START Document text
About a mile from the high town, on the road south to Calumbo on the River Quanza, is an old and deep well called the “mayanga,” where hundreds of blacks flock daily to draw a limited supply of clear though slightly brackish water, but the best to be had in Loanda, the usual wells affording water quite unfit for drinking purposes.

The vegetation about Loanda is scanty, but a milky-juiced, thin-stemmed euphorbia, called “Cazoneira,” and the cashew-tree, grow very abundantly on the cliffs, and inland about the “mosseques;”—mandioca, beans, &c., grow sparingly in the sandy, arid soil.

Oxen thrive, but very little attention is given to rearing them, Loanda being supplied with cattle from the interior for the beef consumed by the population.

Angola is one of the penal settlements of Portugal, where capital punishment was abolished some years ago, and whence the choicest specimens of ruffians and wholesale assassins are sent to Loanda to be treated with the greatest consideration by the authorities. On arriving on the coast, some are enlisted as soldiers, but the more important murderers generally come provided with money and letters of recommendation that ensure them their instant liberty, and they start grog-shops, &c., where they rob and cheat, and in a few years become rich and independent and even influential personages.
END Document text
START Records supplied
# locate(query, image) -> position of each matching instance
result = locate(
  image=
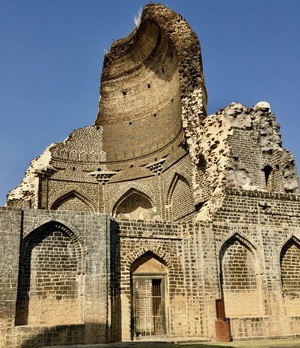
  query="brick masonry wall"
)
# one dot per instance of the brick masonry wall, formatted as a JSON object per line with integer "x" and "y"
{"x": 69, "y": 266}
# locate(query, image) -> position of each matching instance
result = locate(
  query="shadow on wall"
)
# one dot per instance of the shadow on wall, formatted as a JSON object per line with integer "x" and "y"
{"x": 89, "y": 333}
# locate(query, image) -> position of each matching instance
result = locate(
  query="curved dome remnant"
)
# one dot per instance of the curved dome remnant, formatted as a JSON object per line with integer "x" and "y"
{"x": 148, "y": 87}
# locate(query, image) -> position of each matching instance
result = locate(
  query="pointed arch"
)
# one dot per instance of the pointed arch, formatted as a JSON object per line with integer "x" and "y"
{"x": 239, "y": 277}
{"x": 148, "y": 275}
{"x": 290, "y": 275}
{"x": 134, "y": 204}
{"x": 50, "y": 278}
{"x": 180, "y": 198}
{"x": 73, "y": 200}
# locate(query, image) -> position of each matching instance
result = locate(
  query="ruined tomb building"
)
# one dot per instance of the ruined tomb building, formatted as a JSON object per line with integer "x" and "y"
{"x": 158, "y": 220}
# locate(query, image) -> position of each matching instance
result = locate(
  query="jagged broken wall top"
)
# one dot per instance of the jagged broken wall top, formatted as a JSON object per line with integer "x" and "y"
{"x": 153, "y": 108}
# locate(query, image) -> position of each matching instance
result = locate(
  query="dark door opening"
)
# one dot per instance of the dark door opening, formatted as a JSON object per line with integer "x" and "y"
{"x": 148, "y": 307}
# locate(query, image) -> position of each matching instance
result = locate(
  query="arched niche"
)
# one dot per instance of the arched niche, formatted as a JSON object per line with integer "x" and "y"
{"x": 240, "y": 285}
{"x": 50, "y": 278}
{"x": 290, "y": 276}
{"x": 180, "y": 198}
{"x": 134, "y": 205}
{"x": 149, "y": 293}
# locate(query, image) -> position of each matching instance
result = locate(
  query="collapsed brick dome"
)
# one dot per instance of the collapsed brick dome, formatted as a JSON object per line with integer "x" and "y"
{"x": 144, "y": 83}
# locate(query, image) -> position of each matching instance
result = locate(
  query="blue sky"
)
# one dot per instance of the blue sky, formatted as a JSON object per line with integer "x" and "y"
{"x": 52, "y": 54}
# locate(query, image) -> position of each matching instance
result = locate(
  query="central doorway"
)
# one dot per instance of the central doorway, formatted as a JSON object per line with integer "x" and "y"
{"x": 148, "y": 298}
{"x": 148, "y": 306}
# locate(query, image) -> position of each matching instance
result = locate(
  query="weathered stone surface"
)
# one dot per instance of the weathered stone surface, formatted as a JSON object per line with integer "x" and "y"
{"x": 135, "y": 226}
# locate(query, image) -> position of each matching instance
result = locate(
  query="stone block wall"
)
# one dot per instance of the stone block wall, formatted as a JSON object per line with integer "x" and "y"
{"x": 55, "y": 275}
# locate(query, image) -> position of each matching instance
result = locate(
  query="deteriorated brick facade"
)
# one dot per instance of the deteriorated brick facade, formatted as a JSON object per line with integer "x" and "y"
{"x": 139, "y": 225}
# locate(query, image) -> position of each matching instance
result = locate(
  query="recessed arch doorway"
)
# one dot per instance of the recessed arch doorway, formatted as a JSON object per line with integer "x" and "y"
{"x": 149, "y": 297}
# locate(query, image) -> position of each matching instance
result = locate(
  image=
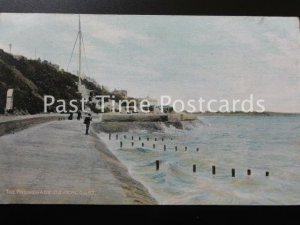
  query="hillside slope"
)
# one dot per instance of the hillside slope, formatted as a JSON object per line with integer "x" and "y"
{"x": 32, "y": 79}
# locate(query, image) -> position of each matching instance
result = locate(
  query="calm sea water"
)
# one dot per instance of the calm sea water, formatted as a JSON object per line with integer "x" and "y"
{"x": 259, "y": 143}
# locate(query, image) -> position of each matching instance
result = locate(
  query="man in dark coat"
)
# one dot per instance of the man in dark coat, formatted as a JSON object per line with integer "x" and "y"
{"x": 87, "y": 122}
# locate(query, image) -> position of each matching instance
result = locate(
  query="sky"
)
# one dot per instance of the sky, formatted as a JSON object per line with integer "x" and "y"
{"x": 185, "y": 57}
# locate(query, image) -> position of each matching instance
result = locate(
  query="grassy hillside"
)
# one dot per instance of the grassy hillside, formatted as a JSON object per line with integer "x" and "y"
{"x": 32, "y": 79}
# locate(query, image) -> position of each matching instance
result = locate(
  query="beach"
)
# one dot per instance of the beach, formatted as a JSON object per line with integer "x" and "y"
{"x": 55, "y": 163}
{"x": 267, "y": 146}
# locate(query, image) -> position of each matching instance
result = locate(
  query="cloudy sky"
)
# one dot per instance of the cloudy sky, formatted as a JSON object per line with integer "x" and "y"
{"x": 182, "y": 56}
END Records supplied
Problem requirements:
Answer these questions from the passage on Loanda.
1. What is the old, deep well about a mile from the high town called?
2. What name is given to the milky-juiced, thin-stemmed euphorbia?
3. Where does Loanda get the cattle for the beef its population consumes?
Answer using only the passage on Loanda.

Result of this task:
1. The "mayanga."
2. "Cazoneira."
3. From the interior.